Мне говорили, что Станиславский заставляет своих учеников: “Умейте в каждой вещи найти не худшее, но лучшее”. Чуткий художник знал, что огромное большинство людей с наслаждением служит культу худшего, не зная, как подойти ко всему, что приносит радость.
С великим рвением люди умаляют то, что им не по нраву. Какое долгое время они готовы проводить около того, что им показалось отвратительным. Встреча с чем-то нелюбимым порождает яркие слова, блестящие сравнения. И быстры тогда человеческие речи, и сильны движения. И горят глаза.
Но зато как медленно-скучны бывают слова похвалы
Удалось испытать одного любителя живописи. За ним ходил с часами и незаметно замечал время, проводимое им около картин. Оказалось, около картин осуждаемых было проведено времени с лишком вдвое больше, нежели около вещей одобренных. Не было потребности смотреть на то, что, казалось, доставило бы ему радость; нужно было потратить время на осуждение. Наконец я сказал ему: “Теперь знаю, чем вас привлечь. Надо окружить вас вещами ненавистными”.
Мы, славяне, особенно повинны во многоглаголании худшего. В Европе уже приходят к замалчиванию худого, конечно, кроме личных выступлений.
Но великие мастера всегда считают: если что показалось плохим, значит, оно не достойно обсуждения. Жизнь слишком красива, слишком велика, чтобы загрязнять себя зрелищем недостойным. Слишком много радостного, много заслуживающего внимания. Но надо знать бодрость и радость.
Надо знать, что нашему “я” ничто не может вредить. Останавливаясь перед плохим, мы у себя отнимаем минуту радости. Удерживаем себя вместо шага вперед.
Учиться радости, учиться видеть лишь бодрое и красивое! Если мы загрязнили глаза и слова наши, то надо учиться их очистить. Строго удержать себя от общения с тем, что не полюбилось. И у нас жизнь разрастется. И нам недосуг станет всматриваться в ненавистное. Отойдет ликование злобы. И у нас откроется глаз добрый.

- - - - - - -

** ЗАДАНИЕ **
Продолжите отрывок о привычке искать в вещах лучшее, а не худшее. Начните сразу после его последнего предложения.

Сохранённые данные
- - - - - - -

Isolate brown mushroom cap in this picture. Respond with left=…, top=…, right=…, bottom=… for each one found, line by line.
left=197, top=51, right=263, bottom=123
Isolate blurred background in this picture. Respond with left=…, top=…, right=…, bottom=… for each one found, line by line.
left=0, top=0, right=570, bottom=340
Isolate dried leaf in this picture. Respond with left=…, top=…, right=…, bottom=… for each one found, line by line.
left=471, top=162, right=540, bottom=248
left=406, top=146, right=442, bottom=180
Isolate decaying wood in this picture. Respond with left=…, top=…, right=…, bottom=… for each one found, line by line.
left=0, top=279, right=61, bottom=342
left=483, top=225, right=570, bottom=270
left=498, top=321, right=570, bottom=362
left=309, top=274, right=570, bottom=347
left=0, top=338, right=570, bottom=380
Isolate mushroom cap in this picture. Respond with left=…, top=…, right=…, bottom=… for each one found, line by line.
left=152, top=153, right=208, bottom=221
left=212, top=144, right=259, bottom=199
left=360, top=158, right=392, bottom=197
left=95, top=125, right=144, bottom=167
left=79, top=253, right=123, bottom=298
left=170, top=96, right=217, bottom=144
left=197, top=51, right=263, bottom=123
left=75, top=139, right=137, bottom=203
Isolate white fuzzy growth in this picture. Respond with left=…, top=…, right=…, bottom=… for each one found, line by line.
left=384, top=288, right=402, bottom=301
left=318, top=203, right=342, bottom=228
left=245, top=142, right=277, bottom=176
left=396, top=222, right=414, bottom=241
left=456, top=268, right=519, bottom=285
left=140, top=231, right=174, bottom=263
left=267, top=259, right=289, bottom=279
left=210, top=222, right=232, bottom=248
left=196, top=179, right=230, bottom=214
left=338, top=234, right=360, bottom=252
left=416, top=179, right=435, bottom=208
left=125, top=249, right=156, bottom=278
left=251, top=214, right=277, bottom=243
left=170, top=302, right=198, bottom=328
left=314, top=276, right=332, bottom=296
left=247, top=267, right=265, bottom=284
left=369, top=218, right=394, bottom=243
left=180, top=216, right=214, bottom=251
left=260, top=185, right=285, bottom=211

- - - - - - -

** ОТВЕТ **
Эти возвышенные мысли пришли мне на ум после встречи со Станиславским. Он был не только магнетической личностью, но и неутомимым сеятелем всего ободряющего и созидательного. Можно сказать, что он действительно имел глаз добрый.
С грустью в Гималаях мы приняли известие, что Станиславский ушел с земного плана. Но где бы он сейчас ни находился, он будет счастливее, потому что неослабляемый восторг поведет его к новым сияющим вершинам.
Несколько великих мужей недавно ушло от нас. Нет больше Шаляпина. Ушли Горький и Глазунов. Нет Трубецкого. Умер Яковлев. Свежая почта принесла известие о смерти Куприна. Вспоминается мастерский рассказ Анатоля Франса о том, что великие души встречаются за земными границами и продолжают там развивать идеи, которые вдохновляли их при жизни. Сколько чудесного вдохновения распространит Станиславский повсюду, где бы он ни оказался. И мы с благодарностью сохраним в наших сердцах память о его незабываемых театральных постановках и тот возвышенный восторг, которым он наполнял каждого, кто встречался с ним.
Несомненно, что все знакомые со Станиславским были тронуты тем, что даже после смерти гроб с телом покойного выставили в траурном зале театра, который всегда был для него настоящим храмом.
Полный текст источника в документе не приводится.